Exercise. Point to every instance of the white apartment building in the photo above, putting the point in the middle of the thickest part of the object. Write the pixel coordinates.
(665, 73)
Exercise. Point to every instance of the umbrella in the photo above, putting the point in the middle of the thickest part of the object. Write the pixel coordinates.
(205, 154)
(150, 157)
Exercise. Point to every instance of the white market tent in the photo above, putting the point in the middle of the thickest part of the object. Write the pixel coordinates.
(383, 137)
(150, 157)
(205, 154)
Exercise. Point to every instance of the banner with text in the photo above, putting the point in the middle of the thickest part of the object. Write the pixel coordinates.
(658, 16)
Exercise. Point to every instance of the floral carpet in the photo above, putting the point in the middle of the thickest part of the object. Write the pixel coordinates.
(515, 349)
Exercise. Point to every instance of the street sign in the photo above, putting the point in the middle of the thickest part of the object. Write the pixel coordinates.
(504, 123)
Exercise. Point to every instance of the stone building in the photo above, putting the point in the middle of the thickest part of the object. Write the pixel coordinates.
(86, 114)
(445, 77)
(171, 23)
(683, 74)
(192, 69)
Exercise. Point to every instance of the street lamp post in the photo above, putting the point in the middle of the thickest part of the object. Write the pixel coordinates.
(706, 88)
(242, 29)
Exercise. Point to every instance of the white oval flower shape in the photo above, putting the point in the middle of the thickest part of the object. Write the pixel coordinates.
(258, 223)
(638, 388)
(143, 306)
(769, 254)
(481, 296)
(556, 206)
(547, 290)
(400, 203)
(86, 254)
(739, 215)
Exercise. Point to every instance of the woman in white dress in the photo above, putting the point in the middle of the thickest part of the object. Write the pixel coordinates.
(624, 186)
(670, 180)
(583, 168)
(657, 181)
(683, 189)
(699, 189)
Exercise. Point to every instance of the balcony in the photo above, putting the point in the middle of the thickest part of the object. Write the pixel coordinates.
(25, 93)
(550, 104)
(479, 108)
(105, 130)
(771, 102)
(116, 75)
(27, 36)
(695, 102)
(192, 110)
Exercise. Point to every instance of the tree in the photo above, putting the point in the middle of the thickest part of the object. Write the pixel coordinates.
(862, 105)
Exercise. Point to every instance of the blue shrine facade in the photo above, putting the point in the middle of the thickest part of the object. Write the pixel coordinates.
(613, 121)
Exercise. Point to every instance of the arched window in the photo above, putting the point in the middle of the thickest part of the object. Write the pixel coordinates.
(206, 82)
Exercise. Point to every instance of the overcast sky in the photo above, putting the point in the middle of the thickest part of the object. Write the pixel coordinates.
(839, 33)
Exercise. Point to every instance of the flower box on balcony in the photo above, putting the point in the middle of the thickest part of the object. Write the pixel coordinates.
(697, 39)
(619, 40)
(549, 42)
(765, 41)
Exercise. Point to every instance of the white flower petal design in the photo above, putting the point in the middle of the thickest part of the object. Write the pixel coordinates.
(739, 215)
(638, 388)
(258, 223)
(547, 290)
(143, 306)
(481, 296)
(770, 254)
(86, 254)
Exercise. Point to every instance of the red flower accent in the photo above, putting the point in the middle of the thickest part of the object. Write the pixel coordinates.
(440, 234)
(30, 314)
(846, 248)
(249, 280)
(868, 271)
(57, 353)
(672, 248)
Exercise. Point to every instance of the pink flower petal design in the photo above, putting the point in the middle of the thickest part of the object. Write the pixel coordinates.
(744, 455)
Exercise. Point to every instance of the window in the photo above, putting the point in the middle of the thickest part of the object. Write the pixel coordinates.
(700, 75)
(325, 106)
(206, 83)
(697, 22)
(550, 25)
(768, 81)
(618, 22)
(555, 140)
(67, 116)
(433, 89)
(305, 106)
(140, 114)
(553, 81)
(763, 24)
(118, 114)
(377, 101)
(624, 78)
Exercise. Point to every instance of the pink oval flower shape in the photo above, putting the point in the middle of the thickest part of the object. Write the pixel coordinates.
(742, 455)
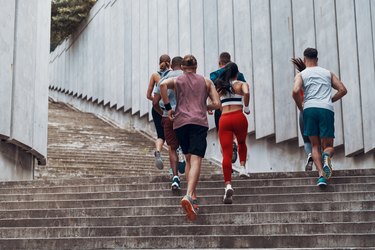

- - -

* _Task goal_
Return every line of the records above that contains the word "market", copying each such line in full.

* _Result for this exercise_
Exercise. Point to every instance of the white market tent in the photo above, putting the point in the middle of the thickest part of the object. Write the pixel coordinates.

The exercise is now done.